Written request:
Count the lines below that contain the word "Target". How many are there? Reply with the number alone.

Rows:
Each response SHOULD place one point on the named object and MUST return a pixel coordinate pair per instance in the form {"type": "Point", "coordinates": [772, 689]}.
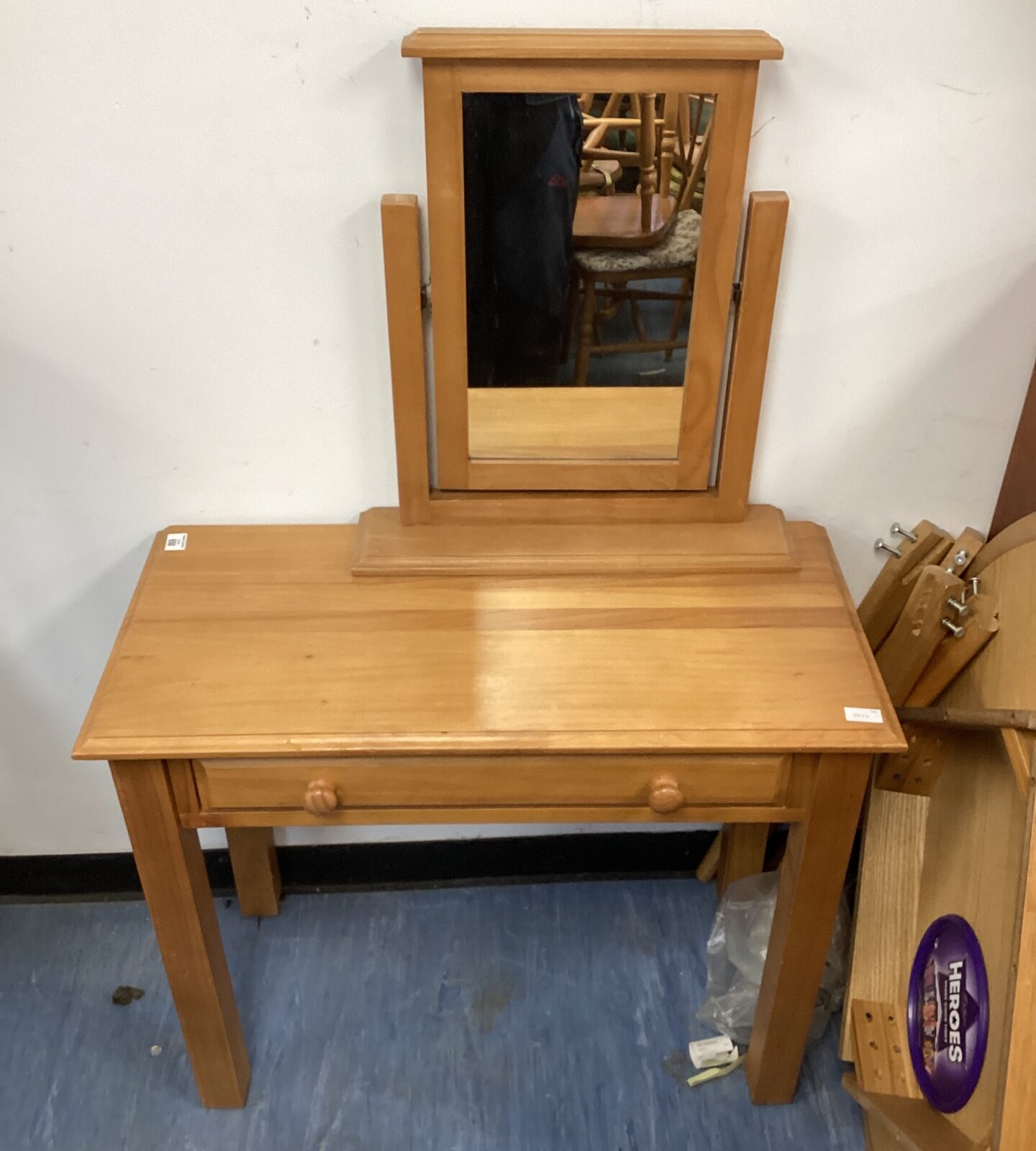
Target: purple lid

---

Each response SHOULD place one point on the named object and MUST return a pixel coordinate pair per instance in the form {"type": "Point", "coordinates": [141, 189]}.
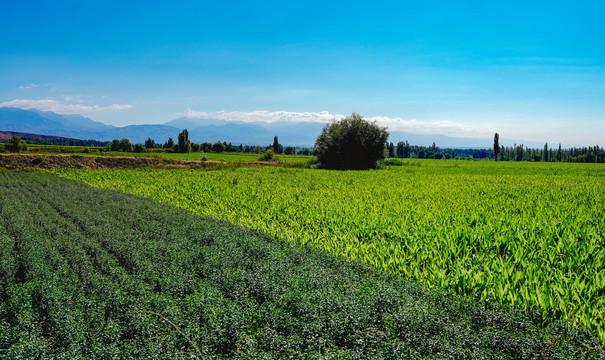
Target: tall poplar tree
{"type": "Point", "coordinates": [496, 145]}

---

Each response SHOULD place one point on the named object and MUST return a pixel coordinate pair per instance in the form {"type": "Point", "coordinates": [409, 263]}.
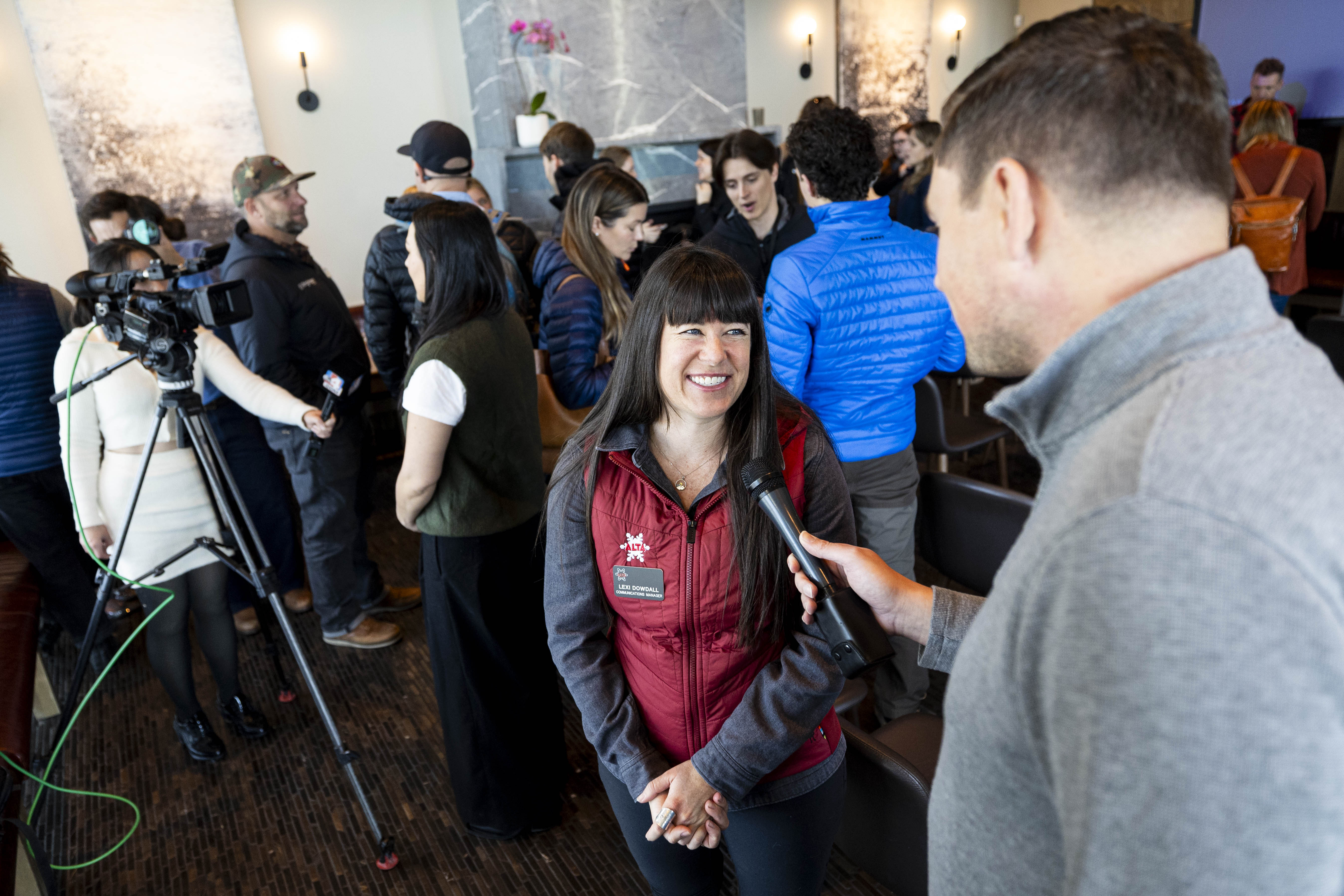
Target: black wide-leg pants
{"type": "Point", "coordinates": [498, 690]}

Solution for this problem:
3